### TO DO
Without skipping anything, transcribe the listing that follows.

### SOURCE MATERIAL
'''
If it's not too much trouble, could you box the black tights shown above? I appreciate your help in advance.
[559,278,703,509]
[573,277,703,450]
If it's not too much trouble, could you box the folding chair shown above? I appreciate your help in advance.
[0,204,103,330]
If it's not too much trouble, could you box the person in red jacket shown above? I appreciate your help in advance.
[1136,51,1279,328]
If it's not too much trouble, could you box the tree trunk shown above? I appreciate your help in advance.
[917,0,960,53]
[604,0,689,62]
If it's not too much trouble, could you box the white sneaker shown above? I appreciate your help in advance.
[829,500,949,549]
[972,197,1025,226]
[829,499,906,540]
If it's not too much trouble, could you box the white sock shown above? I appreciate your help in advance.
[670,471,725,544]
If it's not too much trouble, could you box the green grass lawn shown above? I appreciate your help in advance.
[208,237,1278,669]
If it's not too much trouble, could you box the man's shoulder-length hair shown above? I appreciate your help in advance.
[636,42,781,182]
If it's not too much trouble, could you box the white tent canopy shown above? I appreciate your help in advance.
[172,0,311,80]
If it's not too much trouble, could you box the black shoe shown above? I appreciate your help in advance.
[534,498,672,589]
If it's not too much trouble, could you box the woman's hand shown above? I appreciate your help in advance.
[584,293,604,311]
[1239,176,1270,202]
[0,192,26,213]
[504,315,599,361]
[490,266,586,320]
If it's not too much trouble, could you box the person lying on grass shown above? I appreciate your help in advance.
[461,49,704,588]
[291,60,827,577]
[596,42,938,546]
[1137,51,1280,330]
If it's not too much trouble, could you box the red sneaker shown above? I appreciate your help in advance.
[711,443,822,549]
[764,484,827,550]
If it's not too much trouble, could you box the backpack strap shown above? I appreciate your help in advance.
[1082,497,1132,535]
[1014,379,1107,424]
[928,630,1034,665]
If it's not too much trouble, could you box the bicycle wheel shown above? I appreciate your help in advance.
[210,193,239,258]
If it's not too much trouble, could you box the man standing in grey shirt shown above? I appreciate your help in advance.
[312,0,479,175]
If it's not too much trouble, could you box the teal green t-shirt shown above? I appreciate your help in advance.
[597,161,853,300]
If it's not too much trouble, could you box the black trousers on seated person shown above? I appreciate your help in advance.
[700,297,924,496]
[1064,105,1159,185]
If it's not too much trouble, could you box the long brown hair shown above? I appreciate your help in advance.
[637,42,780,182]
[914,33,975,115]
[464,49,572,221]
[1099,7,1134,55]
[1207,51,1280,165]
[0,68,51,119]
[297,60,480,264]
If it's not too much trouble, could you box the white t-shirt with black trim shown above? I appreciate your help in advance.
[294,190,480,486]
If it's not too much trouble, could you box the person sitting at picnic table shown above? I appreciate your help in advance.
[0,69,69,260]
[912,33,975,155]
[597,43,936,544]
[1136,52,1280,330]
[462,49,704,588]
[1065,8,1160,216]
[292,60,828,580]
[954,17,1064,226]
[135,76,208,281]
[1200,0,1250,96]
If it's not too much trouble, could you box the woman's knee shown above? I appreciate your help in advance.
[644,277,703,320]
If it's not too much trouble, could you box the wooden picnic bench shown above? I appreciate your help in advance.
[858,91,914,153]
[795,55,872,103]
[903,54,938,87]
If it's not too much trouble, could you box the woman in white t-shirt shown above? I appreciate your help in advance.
'''
### ANSWER
If it's not too much trouble, could you box the black tights shown above? I appreciate your help in advance.
[559,278,703,509]
[573,277,703,450]
If it's not too much trouble, could you box the folding chair shown above? I appreciate your help in advance.
[0,204,103,330]
If it's not too much trouble, could you box the person in red jacket shown above? I appreciate your help in advance.
[1136,51,1279,328]
If it's not too much trouble, could you box the tree trunk shown above? I appreciate your help in advance.
[917,0,960,53]
[604,0,689,62]
If it's not too much trouble, could you box the white sneaker shown above? I appreciate your help in advance.
[829,500,949,549]
[972,197,1025,226]
[829,499,906,540]
If it's not too much trouble, could you box the white sock shown above? I appreciate your help in advance.
[670,471,725,544]
If it's not too much trouble, could you box the green grass lawn shown above? I appreciate your help in advance.
[208,237,1278,669]
If it's not too much trouble, could you box the man's shoulder-length hair shown above? I appreciate your help in advance.
[636,42,781,182]
If it's not too much trouble, could you box the white tent canopy shown above? I appreciate your help in advance.
[172,0,311,80]
If it's not too much trouble, could you box the black shoe shown above? I appreciate your help in advance.
[534,498,672,589]
If it's not too much trouble, could you box the woman's hand shown above? I appreciate your help in advance.
[584,293,604,311]
[1239,176,1270,202]
[0,192,26,213]
[504,315,599,361]
[490,266,586,320]
If it's not too much trouble, could you box the person lying on grass shown above? I appreciate your help in advance.
[461,49,704,588]
[291,60,827,577]
[596,42,938,546]
[1137,51,1280,330]
If it's not too much trouble, could you box the red sneaker shown above? I appreciate your help in advance.
[711,443,822,549]
[764,484,827,550]
If it's not too much trouble, could you box the backpack strap shown above? I appreciate your help in advance.
[1082,497,1132,535]
[1014,379,1107,424]
[928,630,1034,665]
If it's not too much trouble, could you box the bicycle wheel shown above? I appreciate your help in advance.
[210,193,239,258]
If it's not too much trouble, could you box the man standing in grey shirt shown above? I appreciate your help in advance.
[312,0,479,175]
If it's not too much trouble, could you box the teal green t-shirt shown above? I appreciate your help in advance.
[597,161,853,300]
If it's not too much trouble, could you box the black trousers on seated person shown above? I appreciate your help in advance.
[700,297,924,496]
[1064,105,1159,185]
If it's not too much trouble, could you box the long brown hair shown above? I appreciate your help in advance.
[637,42,780,182]
[914,33,975,115]
[464,49,572,221]
[1099,7,1134,55]
[1207,51,1280,165]
[0,68,51,119]
[297,60,480,264]
If it's not too much trouble, could you box the white t-shirt with black trim shown above? I appreciate your help in advance.
[294,190,480,486]
If it's not too much trouble, could you box the person sitting at picnic table shown above? I appreciate your help in advance.
[0,69,69,260]
[912,33,975,155]
[597,43,936,544]
[1136,52,1280,330]
[462,49,704,588]
[1065,8,1160,216]
[292,60,828,580]
[954,17,1064,226]
[135,76,208,281]
[1200,0,1250,96]
If it's not too much trouble, could you box the woman's knee shown above? I appreciate your help in advance.
[644,277,703,320]
If it's not too much trouble, could you box the wooden picnic bench shown above? I appreciate your help in advance.
[858,91,914,153]
[795,55,872,103]
[903,54,938,87]
If it's not too much trouble, could you box the woman in white t-shirt shown above? I appreciate your help in advance.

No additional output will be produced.